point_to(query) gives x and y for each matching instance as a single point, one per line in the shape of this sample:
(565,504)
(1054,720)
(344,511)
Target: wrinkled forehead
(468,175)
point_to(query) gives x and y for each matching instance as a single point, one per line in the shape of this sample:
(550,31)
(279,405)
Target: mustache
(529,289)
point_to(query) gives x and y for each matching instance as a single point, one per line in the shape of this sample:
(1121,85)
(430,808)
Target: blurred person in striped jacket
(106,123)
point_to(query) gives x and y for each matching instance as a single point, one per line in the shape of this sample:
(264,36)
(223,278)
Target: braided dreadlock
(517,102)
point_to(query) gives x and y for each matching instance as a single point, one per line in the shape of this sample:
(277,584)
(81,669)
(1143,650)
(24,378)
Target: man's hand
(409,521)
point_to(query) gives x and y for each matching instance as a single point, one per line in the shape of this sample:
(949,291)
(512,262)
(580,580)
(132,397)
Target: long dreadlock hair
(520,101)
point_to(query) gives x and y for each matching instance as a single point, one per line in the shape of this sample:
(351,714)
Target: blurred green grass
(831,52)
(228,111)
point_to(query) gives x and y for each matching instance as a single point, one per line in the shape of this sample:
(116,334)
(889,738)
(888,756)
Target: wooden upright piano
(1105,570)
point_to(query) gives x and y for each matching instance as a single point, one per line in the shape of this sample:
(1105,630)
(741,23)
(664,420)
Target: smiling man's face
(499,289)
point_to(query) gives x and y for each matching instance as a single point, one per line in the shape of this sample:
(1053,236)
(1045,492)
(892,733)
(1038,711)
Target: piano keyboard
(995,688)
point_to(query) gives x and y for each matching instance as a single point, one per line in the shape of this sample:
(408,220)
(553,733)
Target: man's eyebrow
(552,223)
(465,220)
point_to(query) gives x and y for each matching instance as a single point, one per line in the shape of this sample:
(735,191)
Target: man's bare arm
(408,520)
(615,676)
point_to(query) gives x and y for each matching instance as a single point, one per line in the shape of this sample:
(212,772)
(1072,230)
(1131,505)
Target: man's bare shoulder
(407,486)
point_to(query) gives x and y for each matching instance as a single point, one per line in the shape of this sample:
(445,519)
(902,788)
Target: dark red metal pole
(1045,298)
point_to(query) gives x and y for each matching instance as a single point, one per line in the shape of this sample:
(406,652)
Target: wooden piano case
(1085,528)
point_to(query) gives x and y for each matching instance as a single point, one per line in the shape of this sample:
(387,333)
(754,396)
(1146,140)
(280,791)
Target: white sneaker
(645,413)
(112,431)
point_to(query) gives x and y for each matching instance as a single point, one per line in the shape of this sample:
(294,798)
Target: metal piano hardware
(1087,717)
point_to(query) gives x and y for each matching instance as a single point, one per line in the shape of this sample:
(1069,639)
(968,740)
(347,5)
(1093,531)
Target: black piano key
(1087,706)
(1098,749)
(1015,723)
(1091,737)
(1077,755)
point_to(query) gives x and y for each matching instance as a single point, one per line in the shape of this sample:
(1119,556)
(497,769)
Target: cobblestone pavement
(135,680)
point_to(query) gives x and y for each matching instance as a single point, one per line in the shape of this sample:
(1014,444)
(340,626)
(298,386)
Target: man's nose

===============

Description of the task - Restate the data above exactly, keeping each word as it stands.

Answer in full -
point_to(query) gives x and y for each matching instance as a single point, one per line in the shape of this sample:
(565,504)
(1054,720)
(344,511)
Target: wrinkled forehead
(468,175)
point_to(query) gives x and y for each matching instance as a single point, one per line in the shape of this sample:
(550,31)
(279,405)
Target: mustache
(529,289)
point_to(query) gives x and y for each matching instance as a single point, one per line in the shape of this sample:
(1121,85)
(430,808)
Target: blurred person in striped jacket
(106,123)
point_to(query) gives x and y for each matching instance as a single point, one per line in the shape of this sample:
(264,36)
(223,278)
Target: braided dreadlock
(517,102)
point_to(query) gives x and y for each matching instance as a single point, one per line in the shape of this sample:
(277,584)
(81,669)
(1143,650)
(24,378)
Target: man's hand
(409,521)
point_to(query) gives x and y for each matching instance as a single point, one per line in the shape of this sample:
(949,291)
(512,262)
(580,580)
(132,397)
Target: long dreadlock hair
(520,101)
point_to(query) gives x and y for each matching instance as a single point, one per line in the shape of this sample:
(351,714)
Target: blurred green grass
(831,52)
(228,111)
point_to(query) gives x and y for each matching instance as a single point, one per line in the shape of this sample:
(116,334)
(889,738)
(888,756)
Target: wooden upright piano
(1105,570)
point_to(query) gives x and y for each matching instance as a single point, one per line in the shape of this sample:
(1105,630)
(741,23)
(664,420)
Target: smiling man's face
(499,289)
point_to(query) gives x and y for each matching instance as a single point, one per line in the shape of this sample:
(1053,236)
(1045,492)
(892,733)
(1038,711)
Target: piano keyboard
(995,688)
point_to(query) gives x and y for each matching instance as a single point, one per line in the shape of this sample:
(408,220)
(553,733)
Target: man's eyebrow
(552,223)
(465,220)
point_to(query) gives x and y for each matching instance as a single point, one per line in the shape of this sample:
(735,191)
Target: man's bare arm
(408,520)
(615,676)
point_to(query) gives x and y for each matching instance as a single point, one per line in the shape of this sample:
(212,772)
(1072,230)
(1131,505)
Target: man's bare shoulder
(407,486)
point_to(query) gives x and y for each matching instance as a single point, one per line in the shape of this sample:
(445,519)
(902,788)
Target: dark red metal pole
(1045,298)
point_to(query) gives x and y for each matching instance as a single point, one per line in the shape of this sample:
(406,652)
Target: wooden piano case
(1085,528)
point_to(query) gives x and y for each matching instance as a single point, one per line in the shape of this sample:
(387,333)
(754,396)
(1146,140)
(280,791)
Target: white sneaker
(645,413)
(112,431)
point_to(query) gives x and y for each matching instance as a single point, one per line in the shape of this sample:
(294,798)
Target: metal piano hardware
(1087,717)
point_to(query) gives x and y for each matching instance as a single point, one per line in the shape of this sample:
(1069,639)
(968,740)
(347,5)
(1093,531)
Target: black piano key
(1087,706)
(1098,749)
(1015,723)
(1091,737)
(1077,755)
point_to(query) gives x and y for each matching instance as a single point, one per line in the shape of this sample:
(1119,556)
(497,769)
Target: cobblestone pavement
(135,680)
point_to(query) gives x and y for each matching instance as a single point, one per line in the shape of this sample:
(1014,444)
(340,626)
(298,386)
Target: man's nose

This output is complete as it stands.